What you need to do =>
A - Answer these questions from the display device text, marking your answers (i), (ii) and (iii):
(i) Where is the reflective polarizer located?
(ii) What does Fig. 3 show?
(iii) What may the opening 100a of the cavity 100 define?
B - Recast the paragraph of the display device text that opens with "In view of the above" as a short bulleted list that keeps its main facts.
C - Reproduce part of the display device text word for word, starting with "Fig. 6 is a" and ending after "no way limiting.".

Text =>
------------------------------

Disclosure of Invention

The invention provides a display device, which is used for illuminating an object and has better light source uniformity and higher overall brightness of a display panel.

The display device comprises a cavity, a display panel, an object and an illumination light source. The cavity has an opening. The display panel is overlapped with the opening. The object, the reflective polarizer and the illumination light source are arranged in the cavity. The reflective polarizer is located between the object and the display panel.

In view of the above, in the display device according to an embodiment of the invention, the display panel is disposed at the opening of the cavity, and the object and the illumination light source are further disposed in the cavity. The illumination light source is used for illuminating an object and is used as a backlight source of the display panel. By arranging the reflective polarizer between the display panel and the object, the lighting blind area of the lighting source formed by the arrangement of the object can be effectively reduced, and the backlight uniformity and the overall brightness of the display panel are improved. From another perspective, the arrangement of the reflective polarizer may also increase the flexibility of the arrangement of the object in the cavity.

In order to make the aforementioned and other features and advantages of the invention more comprehensible, embodiments accompanied with figures are described in detail below.

Drawings

Fig. 1 is a schematic side view of a display device according to a first embodiment of the present invention.

Fig. 2 is a schematic side view of a display device according to a second embodiment of the invention.

Fig. 3 is an enlarged schematic view of a partial region of the display device of fig. 2.

Fig. 4 is a schematic side view of a display device according to a third embodiment of the present invention.

Fig. 5 is a schematic side view of a display device according to a fourth embodiment of the invention.

Fig. 6 is a schematic side view of a display device according to a fifth embodiment of the present invention.

Fig. 7 is a schematic side view of a display device according to a sixth embodiment of the present invention.

Detailed Description

The foregoing and other technical and other features and advantages of the invention will be apparent from the following detailed description of preferred embodiments, which proceeds with reference to the accompanying drawings. Directional terms as referred to in the following examples, for example: up, down, left, right, front or rear, etc., are simply directions with reference to the drawings. Accordingly, the directional terminology is used for purposes of illustration and is in no way limiting.

Fig. 1 is a schematic side view of a display device according to a first embodiment of the present invention. Referring to fig. 1, the display device 10 includes a cavity 100, a display panel 110, an illumination source 120, an object OBJ, and a reflective polarizer 130. The cavity 100 has an opening 100a and a receiving space SP communicating with the opening 100a, and the illumination source 120 and the object OBJ are disposed in the receiving space SP of the cavity 100. Specifically, the opening 100a of the cavity 100 may define a display area DA of the display device 10, and the display panel 110 is disposed to overlap the display area DA (or the opening 100a), for example, the display panel 110 is disposed at one side of the opening 100a of the cavity 100.

------------------------------

Data excerpts =>

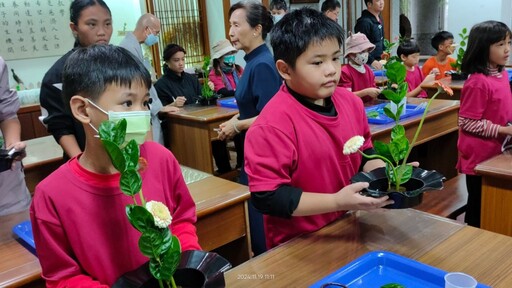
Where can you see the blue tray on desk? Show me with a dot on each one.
(26, 238)
(378, 268)
(228, 103)
(410, 110)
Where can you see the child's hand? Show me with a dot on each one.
(349, 198)
(372, 92)
(434, 71)
(431, 77)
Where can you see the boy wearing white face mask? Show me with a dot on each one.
(78, 212)
(357, 76)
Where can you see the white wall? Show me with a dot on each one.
(460, 14)
(32, 71)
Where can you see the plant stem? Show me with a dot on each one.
(419, 126)
(173, 284)
(375, 156)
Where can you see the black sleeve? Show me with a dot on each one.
(162, 93)
(281, 202)
(369, 151)
(225, 92)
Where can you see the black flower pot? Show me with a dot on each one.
(421, 181)
(197, 269)
(208, 101)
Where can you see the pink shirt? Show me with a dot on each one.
(289, 144)
(82, 234)
(356, 81)
(483, 97)
(414, 79)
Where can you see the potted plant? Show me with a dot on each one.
(208, 96)
(398, 179)
(167, 266)
(456, 73)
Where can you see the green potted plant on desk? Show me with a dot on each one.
(398, 179)
(208, 96)
(152, 219)
(456, 73)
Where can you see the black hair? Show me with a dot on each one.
(407, 48)
(77, 6)
(90, 70)
(367, 1)
(481, 37)
(311, 25)
(170, 50)
(439, 38)
(330, 5)
(256, 14)
(278, 5)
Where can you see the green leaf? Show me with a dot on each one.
(382, 149)
(154, 242)
(131, 154)
(140, 218)
(113, 131)
(130, 182)
(390, 113)
(397, 131)
(165, 268)
(115, 154)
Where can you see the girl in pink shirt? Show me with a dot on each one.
(409, 53)
(356, 76)
(485, 106)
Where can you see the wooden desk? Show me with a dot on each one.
(430, 239)
(222, 225)
(190, 132)
(496, 174)
(436, 146)
(456, 86)
(44, 155)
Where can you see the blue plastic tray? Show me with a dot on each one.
(26, 238)
(410, 110)
(228, 103)
(378, 268)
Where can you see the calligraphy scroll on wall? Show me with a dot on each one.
(34, 28)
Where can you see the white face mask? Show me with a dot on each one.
(137, 123)
(360, 58)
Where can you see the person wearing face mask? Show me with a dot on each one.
(357, 76)
(90, 23)
(94, 244)
(146, 31)
(225, 73)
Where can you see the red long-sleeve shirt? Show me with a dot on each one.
(83, 237)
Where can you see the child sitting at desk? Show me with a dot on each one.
(356, 76)
(409, 53)
(298, 175)
(440, 63)
(78, 216)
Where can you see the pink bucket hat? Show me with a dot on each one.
(358, 43)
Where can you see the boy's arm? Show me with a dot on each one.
(53, 250)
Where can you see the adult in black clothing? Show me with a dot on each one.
(91, 23)
(371, 24)
(177, 88)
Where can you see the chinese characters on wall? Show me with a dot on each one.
(34, 28)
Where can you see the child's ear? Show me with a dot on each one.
(80, 108)
(284, 69)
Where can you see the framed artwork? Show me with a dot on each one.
(303, 1)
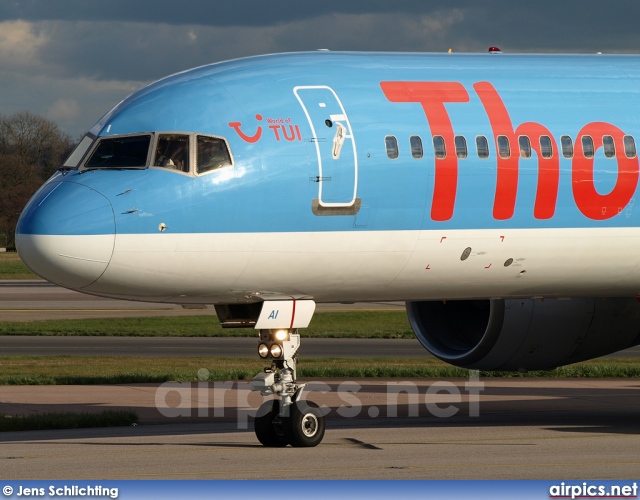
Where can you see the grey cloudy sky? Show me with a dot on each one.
(72, 60)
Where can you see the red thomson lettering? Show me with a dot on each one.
(591, 203)
(433, 96)
(507, 175)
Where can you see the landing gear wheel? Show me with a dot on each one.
(305, 426)
(270, 430)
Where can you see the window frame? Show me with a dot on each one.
(608, 146)
(589, 139)
(195, 155)
(414, 152)
(626, 147)
(99, 140)
(507, 153)
(460, 143)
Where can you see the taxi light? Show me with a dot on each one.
(263, 350)
(275, 351)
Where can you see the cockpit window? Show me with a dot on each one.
(172, 151)
(212, 154)
(79, 152)
(120, 152)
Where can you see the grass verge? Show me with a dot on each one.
(47, 421)
(354, 324)
(12, 268)
(84, 370)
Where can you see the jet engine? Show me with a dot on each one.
(524, 334)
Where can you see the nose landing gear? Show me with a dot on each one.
(289, 420)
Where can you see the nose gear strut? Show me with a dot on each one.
(288, 420)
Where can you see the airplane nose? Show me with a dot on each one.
(66, 234)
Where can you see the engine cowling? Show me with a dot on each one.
(524, 334)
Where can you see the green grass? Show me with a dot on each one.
(353, 324)
(44, 421)
(85, 370)
(12, 268)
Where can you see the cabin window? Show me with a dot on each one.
(504, 150)
(172, 151)
(482, 146)
(439, 147)
(461, 146)
(587, 146)
(120, 152)
(546, 146)
(392, 147)
(567, 146)
(212, 154)
(525, 146)
(416, 147)
(609, 146)
(629, 146)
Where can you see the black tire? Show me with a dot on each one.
(269, 430)
(305, 425)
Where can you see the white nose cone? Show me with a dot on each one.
(66, 234)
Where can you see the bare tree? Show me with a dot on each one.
(31, 150)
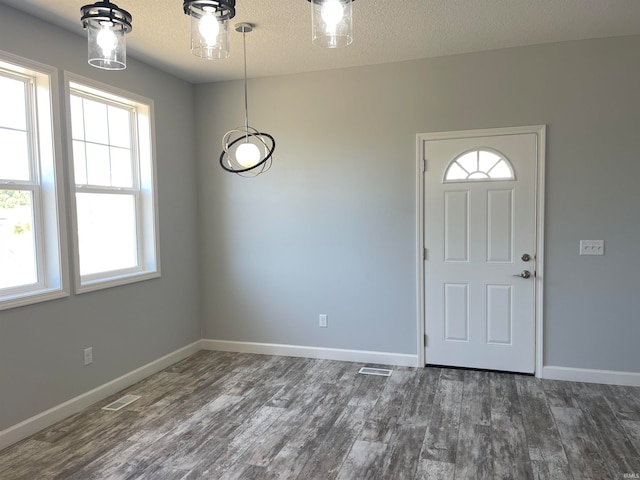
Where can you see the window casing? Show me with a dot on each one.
(480, 164)
(32, 240)
(113, 186)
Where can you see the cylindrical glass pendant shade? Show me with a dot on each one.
(107, 46)
(210, 26)
(331, 23)
(209, 34)
(106, 25)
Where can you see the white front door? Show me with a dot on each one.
(479, 235)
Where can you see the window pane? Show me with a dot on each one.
(119, 127)
(95, 121)
(501, 170)
(121, 174)
(469, 161)
(13, 100)
(107, 232)
(17, 240)
(456, 173)
(487, 160)
(79, 163)
(77, 118)
(98, 168)
(14, 155)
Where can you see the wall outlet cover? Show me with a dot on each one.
(591, 247)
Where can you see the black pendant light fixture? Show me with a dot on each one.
(106, 26)
(210, 26)
(331, 23)
(245, 150)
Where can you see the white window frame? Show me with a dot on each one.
(46, 184)
(143, 143)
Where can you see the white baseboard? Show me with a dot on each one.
(360, 356)
(38, 422)
(610, 377)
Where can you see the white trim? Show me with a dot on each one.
(540, 132)
(360, 356)
(46, 184)
(47, 418)
(147, 213)
(610, 377)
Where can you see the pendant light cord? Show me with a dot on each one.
(246, 102)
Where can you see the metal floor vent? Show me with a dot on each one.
(383, 372)
(121, 402)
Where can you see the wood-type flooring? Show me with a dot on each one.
(226, 416)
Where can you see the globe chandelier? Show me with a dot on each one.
(245, 150)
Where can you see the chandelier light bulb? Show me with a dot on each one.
(209, 26)
(332, 13)
(247, 154)
(107, 39)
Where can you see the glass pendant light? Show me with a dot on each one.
(106, 26)
(245, 150)
(331, 23)
(210, 27)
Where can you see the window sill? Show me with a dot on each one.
(115, 281)
(29, 298)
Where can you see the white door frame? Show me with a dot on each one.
(421, 165)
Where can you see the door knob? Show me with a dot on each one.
(524, 274)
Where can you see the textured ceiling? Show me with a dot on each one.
(384, 31)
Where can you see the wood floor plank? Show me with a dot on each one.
(559, 393)
(364, 460)
(435, 470)
(403, 452)
(476, 401)
(441, 438)
(418, 403)
(616, 447)
(508, 438)
(582, 450)
(474, 453)
(328, 457)
(624, 402)
(543, 438)
(385, 414)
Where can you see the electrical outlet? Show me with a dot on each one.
(591, 247)
(88, 356)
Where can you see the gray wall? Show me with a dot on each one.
(331, 228)
(41, 346)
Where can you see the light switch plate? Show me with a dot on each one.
(591, 247)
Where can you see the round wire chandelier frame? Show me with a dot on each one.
(264, 142)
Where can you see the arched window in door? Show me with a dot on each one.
(479, 165)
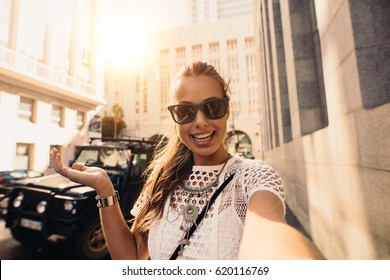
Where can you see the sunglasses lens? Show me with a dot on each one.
(183, 113)
(214, 109)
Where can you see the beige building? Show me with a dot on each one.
(227, 44)
(326, 121)
(51, 78)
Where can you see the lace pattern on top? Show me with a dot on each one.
(219, 234)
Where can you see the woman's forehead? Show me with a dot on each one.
(196, 89)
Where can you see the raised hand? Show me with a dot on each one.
(94, 177)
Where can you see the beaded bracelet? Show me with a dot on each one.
(107, 201)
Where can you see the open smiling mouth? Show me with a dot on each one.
(204, 137)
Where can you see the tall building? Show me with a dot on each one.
(199, 11)
(325, 120)
(228, 44)
(51, 78)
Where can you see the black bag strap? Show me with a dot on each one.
(201, 215)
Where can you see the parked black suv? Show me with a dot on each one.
(53, 205)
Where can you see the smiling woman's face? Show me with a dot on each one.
(204, 137)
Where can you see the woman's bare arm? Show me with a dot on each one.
(268, 236)
(121, 241)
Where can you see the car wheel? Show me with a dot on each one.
(91, 243)
(27, 237)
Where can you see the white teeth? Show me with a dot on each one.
(202, 137)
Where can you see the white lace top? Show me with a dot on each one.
(219, 234)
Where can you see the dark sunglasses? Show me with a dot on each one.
(212, 109)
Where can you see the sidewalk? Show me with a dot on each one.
(293, 221)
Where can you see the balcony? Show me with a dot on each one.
(22, 71)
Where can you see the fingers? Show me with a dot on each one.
(79, 167)
(58, 165)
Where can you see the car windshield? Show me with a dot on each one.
(108, 157)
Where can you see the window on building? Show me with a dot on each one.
(197, 53)
(308, 67)
(5, 21)
(27, 109)
(24, 156)
(57, 115)
(145, 94)
(370, 25)
(282, 74)
(80, 120)
(164, 82)
(59, 149)
(180, 58)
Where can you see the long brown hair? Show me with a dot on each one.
(172, 162)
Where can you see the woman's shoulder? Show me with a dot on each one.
(247, 166)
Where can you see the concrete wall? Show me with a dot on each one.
(338, 176)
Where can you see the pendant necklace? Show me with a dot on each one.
(190, 211)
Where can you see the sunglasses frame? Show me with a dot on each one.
(200, 107)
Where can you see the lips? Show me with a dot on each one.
(204, 137)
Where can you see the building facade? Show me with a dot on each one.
(228, 44)
(325, 92)
(51, 78)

------------------------------

Set of answers =>
A -
(i) Between the object and the display panel.
(ii) An enlarged schematic view of a partial region of the display device of fig. 2.
(iii) A display area DA of the display device 10.

B -
- The display panel sits at the opening of the cavity, and the object and the illumination light source are inside the cavity.
- The illumination light source lights the object and also serves as the backlight of the display panel.
- A reflective polarizer between the display panel and the object reduces the lighting blind area that the object's placement creates. This improves the backlight uniformity and the overall brightness of the display panel.
- The reflective polarizer can also allow more flexibility in where the object is placed in the cavity.

C -
Fig. 6 is a schematic side view of a display device according to a fifth embodiment of the present invention.

Fig. 7 is a schematic side view of a display device according to a sixth embodiment of the present invention.

Detailed Description

The foregoing and other technical and other features and advantages of the invention will be apparent from the following detailed description of preferred embodiments, which proceeds with reference to the accompanying drawings. Directional terms as referred to in the following examples, for example: up, down, left, right, front or rear, etc., are simply directions with reference to the drawings. Accordingly, the directional terminology is used for purposes of illustration and is in no way limiting.